─── Extract provided

With a steady wind blowing from the north, Yang Xuhua looks out at his wind turbines on the rolling plains of Zhangbei county and waxes optimistic over China's potential for clean energy.

Robert Saiget

Monday, June 05, 2006

With a steady wind blowing from the north, Yang Xuhua looks out at his wind turbines on the rolling plains of Zhangbei county and waxes optimistic over China's potential for clean energy.
"The blades on the windmill over there will be 77 meters long, the biggest in China," said Yang, deputy general manager of the Zhangbei Guotou Wind Power Plant in Hebei province.

"We have abundant wind energy potential, if we can tap this in a big way it will reduce a lot of the bad pollution that comes from coal burning."

After repeated trips to Europe and the United States to inspect the latest wind technology, Yang speaks with the enthusiasm of an environmentalist who is riding the wave of the next big thing.

──────

#### Challenges
[A] Print the passage from the wind power article between "Robert Saiget" and "in Hebei province.", inclusive.
[B] State whether each statement agrees with the wind power article, answering yes or no and quoting the words from it that decide: (i) Yang Xuhua is deputy general manager of the Zhangbei Guotou Wind Power Plant in Hebei province; (ii) Yang traveled to Japan to inspect the latest wind technology; (iii) the wind described is blowing from the south.
[C] Go on with the wind power article, starting after its final sentence.
The rows have no role in any of this.

─── Data

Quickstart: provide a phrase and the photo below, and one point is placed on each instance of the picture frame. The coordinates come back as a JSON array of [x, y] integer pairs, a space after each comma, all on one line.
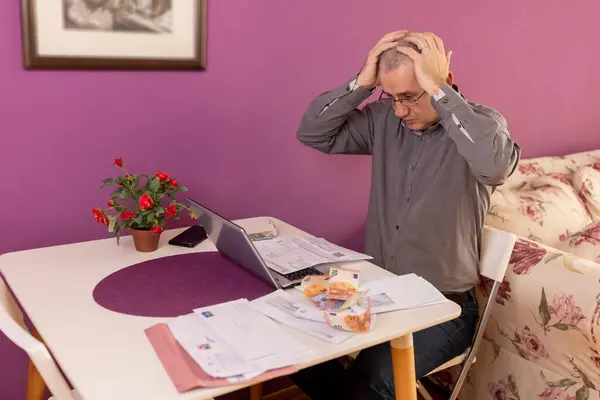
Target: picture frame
[[114, 34]]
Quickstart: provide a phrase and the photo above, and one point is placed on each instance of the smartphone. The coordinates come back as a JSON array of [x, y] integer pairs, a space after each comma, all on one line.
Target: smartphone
[[191, 237]]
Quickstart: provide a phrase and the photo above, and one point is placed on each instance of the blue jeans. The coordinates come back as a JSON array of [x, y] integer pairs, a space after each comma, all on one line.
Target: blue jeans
[[370, 376]]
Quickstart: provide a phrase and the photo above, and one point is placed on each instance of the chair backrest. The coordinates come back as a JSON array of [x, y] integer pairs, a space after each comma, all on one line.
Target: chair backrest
[[13, 326], [496, 250], [495, 253]]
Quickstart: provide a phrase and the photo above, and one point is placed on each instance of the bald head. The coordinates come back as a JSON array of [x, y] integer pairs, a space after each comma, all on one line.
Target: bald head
[[392, 58]]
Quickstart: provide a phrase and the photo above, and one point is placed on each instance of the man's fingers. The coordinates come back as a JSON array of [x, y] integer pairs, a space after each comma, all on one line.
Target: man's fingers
[[410, 52], [417, 41], [395, 33], [425, 37], [383, 47], [391, 37], [439, 43]]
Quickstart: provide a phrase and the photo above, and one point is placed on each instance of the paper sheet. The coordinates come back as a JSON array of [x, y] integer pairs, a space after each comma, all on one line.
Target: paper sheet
[[214, 356], [254, 336], [286, 309], [293, 253], [402, 292]]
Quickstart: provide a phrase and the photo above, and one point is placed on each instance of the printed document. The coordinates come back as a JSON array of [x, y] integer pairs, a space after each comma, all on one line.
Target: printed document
[[293, 253], [233, 340], [288, 310]]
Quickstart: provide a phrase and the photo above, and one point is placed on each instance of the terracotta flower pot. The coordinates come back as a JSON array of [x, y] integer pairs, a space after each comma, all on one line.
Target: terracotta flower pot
[[145, 241]]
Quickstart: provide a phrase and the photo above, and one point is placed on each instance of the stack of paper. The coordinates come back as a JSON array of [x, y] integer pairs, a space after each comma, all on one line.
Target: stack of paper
[[385, 295], [288, 310], [293, 253], [234, 341]]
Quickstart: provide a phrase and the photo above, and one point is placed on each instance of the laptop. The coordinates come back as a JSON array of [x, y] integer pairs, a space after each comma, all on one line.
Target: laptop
[[232, 241]]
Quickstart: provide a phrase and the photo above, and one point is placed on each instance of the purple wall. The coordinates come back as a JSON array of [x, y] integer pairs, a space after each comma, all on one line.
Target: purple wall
[[229, 133]]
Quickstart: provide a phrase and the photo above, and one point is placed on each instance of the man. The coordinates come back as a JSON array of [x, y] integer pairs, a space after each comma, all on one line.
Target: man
[[436, 160]]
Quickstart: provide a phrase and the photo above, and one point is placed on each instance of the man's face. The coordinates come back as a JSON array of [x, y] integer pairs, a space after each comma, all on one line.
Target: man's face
[[401, 84]]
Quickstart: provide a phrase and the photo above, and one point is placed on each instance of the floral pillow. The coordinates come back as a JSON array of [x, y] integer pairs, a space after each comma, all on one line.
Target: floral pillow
[[586, 181], [540, 209], [584, 244]]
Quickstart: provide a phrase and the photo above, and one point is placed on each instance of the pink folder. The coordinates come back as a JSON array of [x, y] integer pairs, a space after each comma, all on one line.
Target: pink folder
[[184, 372]]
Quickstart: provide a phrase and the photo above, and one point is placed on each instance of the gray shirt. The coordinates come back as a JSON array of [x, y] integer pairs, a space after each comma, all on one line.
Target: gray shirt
[[430, 190]]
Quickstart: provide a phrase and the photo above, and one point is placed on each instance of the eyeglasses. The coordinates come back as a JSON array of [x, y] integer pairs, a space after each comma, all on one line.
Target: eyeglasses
[[404, 102]]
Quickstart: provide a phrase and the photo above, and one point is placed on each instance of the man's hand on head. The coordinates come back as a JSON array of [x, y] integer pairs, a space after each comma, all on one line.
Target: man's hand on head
[[368, 77], [432, 65]]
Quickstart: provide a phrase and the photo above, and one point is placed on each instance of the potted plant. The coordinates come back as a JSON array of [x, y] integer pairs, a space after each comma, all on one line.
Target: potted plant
[[142, 204]]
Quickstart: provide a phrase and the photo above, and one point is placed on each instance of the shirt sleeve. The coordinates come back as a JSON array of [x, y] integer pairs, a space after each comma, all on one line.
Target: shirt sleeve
[[481, 135], [333, 124]]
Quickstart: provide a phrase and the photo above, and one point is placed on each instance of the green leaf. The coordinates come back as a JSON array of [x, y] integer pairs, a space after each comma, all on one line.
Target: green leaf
[[586, 381], [512, 385], [583, 393], [543, 308], [496, 347], [154, 185], [521, 352], [112, 223], [117, 195], [552, 256]]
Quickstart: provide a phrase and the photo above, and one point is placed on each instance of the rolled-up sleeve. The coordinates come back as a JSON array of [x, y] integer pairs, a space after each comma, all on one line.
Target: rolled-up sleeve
[[333, 124], [481, 135]]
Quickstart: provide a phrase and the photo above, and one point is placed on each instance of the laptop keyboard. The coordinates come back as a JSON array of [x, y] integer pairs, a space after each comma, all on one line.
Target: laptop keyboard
[[299, 275]]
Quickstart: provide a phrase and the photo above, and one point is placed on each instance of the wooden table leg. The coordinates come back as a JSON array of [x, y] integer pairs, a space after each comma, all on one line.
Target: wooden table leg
[[403, 363], [256, 392], [36, 387]]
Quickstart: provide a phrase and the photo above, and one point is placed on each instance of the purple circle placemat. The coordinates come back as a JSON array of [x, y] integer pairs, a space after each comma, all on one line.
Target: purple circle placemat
[[175, 285]]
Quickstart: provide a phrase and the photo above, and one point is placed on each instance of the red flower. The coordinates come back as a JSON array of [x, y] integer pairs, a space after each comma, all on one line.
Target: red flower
[[561, 177], [528, 169], [591, 235], [535, 348], [127, 215], [145, 202], [99, 216], [162, 176], [171, 210], [498, 390], [525, 256]]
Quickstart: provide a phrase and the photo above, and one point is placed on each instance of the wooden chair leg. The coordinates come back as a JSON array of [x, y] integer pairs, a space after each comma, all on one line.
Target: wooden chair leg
[[256, 392], [36, 387]]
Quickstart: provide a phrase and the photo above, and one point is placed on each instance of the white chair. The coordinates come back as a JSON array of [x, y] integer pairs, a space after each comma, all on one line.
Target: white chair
[[13, 326], [495, 256]]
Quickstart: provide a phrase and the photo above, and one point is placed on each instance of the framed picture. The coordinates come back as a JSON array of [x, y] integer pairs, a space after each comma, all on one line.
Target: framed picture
[[114, 34]]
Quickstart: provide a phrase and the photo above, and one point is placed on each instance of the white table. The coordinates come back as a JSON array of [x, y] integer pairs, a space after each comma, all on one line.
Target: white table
[[106, 355]]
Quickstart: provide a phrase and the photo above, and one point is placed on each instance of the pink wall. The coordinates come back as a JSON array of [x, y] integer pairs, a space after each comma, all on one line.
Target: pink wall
[[229, 133]]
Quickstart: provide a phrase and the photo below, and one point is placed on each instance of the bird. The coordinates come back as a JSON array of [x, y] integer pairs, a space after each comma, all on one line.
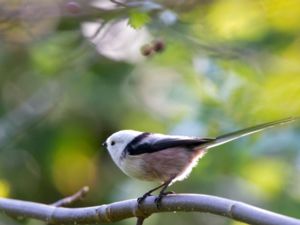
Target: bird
[[165, 158]]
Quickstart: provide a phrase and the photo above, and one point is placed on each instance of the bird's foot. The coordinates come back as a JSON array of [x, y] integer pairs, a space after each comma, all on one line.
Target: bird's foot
[[141, 199], [159, 198]]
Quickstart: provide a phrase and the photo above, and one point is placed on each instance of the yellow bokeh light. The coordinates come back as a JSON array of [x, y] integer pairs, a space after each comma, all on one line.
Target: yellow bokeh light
[[236, 19], [4, 189], [73, 167], [284, 15]]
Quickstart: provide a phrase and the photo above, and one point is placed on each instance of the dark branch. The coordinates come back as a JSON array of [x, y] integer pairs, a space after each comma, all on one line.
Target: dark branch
[[129, 208]]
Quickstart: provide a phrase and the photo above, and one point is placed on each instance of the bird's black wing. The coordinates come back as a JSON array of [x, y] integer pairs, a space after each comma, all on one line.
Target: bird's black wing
[[149, 143]]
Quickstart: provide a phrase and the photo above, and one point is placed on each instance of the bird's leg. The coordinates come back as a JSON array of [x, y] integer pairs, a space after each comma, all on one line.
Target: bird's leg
[[141, 199], [163, 192]]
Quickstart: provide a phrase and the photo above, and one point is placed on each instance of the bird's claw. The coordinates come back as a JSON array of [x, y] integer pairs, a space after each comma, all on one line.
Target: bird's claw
[[141, 199], [159, 198]]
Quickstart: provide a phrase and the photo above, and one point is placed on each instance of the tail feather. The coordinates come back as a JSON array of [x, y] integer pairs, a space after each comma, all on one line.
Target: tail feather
[[244, 132]]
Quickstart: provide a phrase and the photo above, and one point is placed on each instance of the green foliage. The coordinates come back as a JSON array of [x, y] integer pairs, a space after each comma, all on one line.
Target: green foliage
[[225, 65], [138, 19]]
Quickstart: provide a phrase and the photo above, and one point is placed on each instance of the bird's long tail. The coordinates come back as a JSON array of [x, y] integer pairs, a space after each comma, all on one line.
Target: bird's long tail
[[244, 132]]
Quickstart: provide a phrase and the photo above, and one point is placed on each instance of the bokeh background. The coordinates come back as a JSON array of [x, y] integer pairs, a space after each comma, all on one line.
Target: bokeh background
[[73, 72]]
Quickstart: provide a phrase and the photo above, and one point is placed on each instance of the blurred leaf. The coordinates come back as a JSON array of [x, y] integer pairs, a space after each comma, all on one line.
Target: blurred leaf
[[137, 19], [268, 174], [4, 188]]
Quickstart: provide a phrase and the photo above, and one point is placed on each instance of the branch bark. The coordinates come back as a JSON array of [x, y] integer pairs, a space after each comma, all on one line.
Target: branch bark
[[129, 208]]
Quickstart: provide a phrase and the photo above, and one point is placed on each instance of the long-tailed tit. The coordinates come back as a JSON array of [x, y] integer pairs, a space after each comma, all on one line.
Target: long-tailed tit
[[166, 158]]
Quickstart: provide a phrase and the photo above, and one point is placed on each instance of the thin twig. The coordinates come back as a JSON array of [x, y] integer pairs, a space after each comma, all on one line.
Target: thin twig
[[78, 196], [125, 209]]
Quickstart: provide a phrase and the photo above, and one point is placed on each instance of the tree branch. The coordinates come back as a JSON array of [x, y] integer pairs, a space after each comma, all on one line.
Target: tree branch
[[79, 195], [129, 208]]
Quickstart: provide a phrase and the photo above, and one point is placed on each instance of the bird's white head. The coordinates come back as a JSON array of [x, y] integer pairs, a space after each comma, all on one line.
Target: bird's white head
[[117, 142]]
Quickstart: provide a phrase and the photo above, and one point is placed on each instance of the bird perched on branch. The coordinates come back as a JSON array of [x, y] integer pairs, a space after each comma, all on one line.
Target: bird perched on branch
[[167, 158]]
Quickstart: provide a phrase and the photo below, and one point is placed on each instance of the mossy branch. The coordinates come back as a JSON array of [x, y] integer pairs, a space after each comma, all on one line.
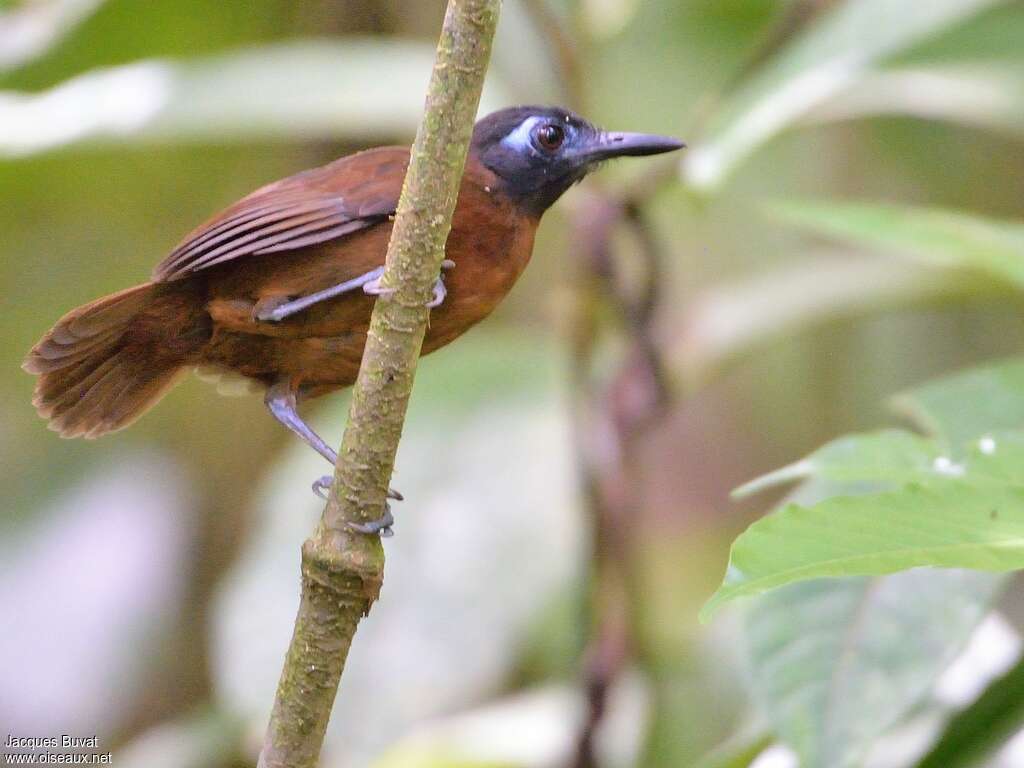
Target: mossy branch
[[342, 570]]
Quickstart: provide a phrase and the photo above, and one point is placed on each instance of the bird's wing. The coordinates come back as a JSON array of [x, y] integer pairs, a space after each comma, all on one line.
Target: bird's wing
[[312, 207]]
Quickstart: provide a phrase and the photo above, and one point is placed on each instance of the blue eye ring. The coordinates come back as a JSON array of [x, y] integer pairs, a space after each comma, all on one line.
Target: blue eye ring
[[549, 136]]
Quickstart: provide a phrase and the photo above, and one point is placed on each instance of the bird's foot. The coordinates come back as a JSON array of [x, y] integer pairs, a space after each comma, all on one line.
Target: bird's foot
[[374, 288], [381, 526], [439, 291], [323, 484]]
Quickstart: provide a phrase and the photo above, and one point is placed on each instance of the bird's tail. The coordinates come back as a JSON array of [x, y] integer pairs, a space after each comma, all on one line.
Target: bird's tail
[[105, 364]]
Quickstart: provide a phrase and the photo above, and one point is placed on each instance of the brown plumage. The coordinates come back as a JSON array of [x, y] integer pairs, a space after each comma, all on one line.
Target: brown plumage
[[104, 364]]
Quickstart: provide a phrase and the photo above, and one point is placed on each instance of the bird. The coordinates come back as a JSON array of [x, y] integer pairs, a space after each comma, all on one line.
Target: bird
[[279, 287]]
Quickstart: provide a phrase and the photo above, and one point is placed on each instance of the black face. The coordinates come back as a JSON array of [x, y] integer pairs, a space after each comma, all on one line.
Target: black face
[[541, 152]]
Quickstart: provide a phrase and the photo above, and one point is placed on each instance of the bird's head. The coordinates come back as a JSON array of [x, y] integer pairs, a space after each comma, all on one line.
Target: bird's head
[[541, 152]]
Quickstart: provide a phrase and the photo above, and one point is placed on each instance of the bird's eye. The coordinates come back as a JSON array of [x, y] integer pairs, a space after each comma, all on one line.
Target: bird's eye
[[550, 136]]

──────

#### Results
[A]
Robert Saiget

Monday, June 05, 2006

With a steady wind blowing from the north, Yang Xuhua looks out at his wind turbines on the rolling plains of Zhangbei county and waxes optimistic over China's potential for clean energy.
"The blades on the windmill over there will be 77 meters long, the biggest in China," said Yang, deputy general manager of the Zhangbei Guotou Wind Power Plant in Hebei province.

[B]
(i) Yes: "deputy general manager of the Zhangbei Guotou Wind Power Plant in Hebei province"
(ii) No: "After repeated trips to Europe and the United States to inspect the latest wind technology"
(iii) No: "With a steady wind blowing from the north"

[C]
"More and more people in China are becoming convinced that we must make use of our wind resources because it is cheap to exploit, clean, renewable, abundant and does not cause global warming," Yang said.

"The problem for China right now is that we don't have the equipment to realize our goals."

According to studies, the nation has the potential to tap more than one million megawatts of wind power resources, of which 250,000 MW are land-based and the rest could be tapped in offshore wind farms.

Yet China only had 760 MW of installed wind power from 43 wind farms at the end of 2004, a fraction of 1 percent of total national electricity production.

Heavily polluting coal continues to account for over 70 percent of the nation's energy, a figure largely seen as simply unsustainable for a nation that is already one of the world's most environmentally degraded.

Amid such environmental woes, plants such as Yang's are being seen as vital green energy pioneers.

Zhangbei Guotou began installing its first batch of 30 General Electric wind turbines last year and will install another 60 built by Spain's Energia Hidroelectrica de Navarra in 2007.

By then the wind farm will have 144 MW of installed capacity.

The power will be pumped into the northern China grid, some of which will be used to help realize Beijing's pledge to use 20 percent renewable energy at the 2008 Olympic Games, Yang said.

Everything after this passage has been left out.